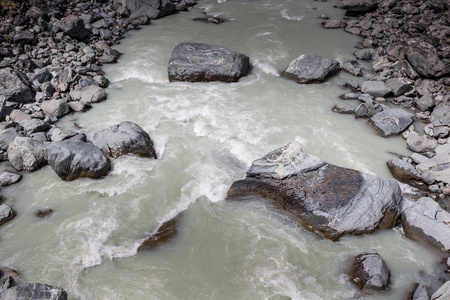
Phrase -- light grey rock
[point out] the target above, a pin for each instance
(56, 107)
(8, 178)
(324, 198)
(443, 293)
(74, 27)
(75, 159)
(438, 167)
(400, 86)
(441, 114)
(7, 136)
(34, 125)
(27, 154)
(15, 86)
(152, 9)
(424, 59)
(391, 122)
(34, 291)
(425, 102)
(364, 54)
(195, 62)
(124, 138)
(343, 108)
(428, 224)
(359, 6)
(89, 94)
(375, 88)
(311, 69)
(6, 214)
(369, 271)
(420, 143)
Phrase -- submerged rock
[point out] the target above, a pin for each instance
(327, 199)
(391, 121)
(311, 69)
(124, 138)
(77, 159)
(34, 291)
(369, 271)
(163, 234)
(196, 62)
(427, 223)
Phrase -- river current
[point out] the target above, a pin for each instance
(206, 136)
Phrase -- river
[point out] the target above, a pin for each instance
(206, 136)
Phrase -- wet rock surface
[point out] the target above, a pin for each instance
(325, 198)
(196, 62)
(311, 69)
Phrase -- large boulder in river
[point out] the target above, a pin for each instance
(196, 62)
(424, 59)
(153, 9)
(27, 154)
(124, 138)
(15, 86)
(391, 122)
(326, 199)
(76, 159)
(427, 223)
(34, 291)
(311, 69)
(369, 271)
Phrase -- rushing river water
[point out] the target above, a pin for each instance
(206, 136)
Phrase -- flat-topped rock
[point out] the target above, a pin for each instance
(77, 159)
(391, 122)
(427, 223)
(196, 62)
(124, 138)
(311, 69)
(324, 198)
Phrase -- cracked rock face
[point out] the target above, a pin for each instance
(427, 223)
(326, 199)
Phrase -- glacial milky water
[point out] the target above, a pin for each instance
(206, 136)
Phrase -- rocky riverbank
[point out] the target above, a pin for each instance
(407, 43)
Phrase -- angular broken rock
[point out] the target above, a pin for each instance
(324, 198)
(391, 122)
(124, 138)
(163, 234)
(196, 62)
(311, 69)
(369, 271)
(427, 223)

* * * *

Your task is to gather all lines from the entries above that hold the word "Phrase".

Phrase -- light grey rock
Phrase -- submerged rock
Phrase -- river current
Phrase -- river
Phrase -- wet rock surface
Phrase -- large boulder in river
Phrase -- rushing river water
Phrase -- flat-topped rock
Phrase -- cracked rock face
Phrase -- glacial milky water
Phrase -- rocky riverbank
Phrase -- angular broken rock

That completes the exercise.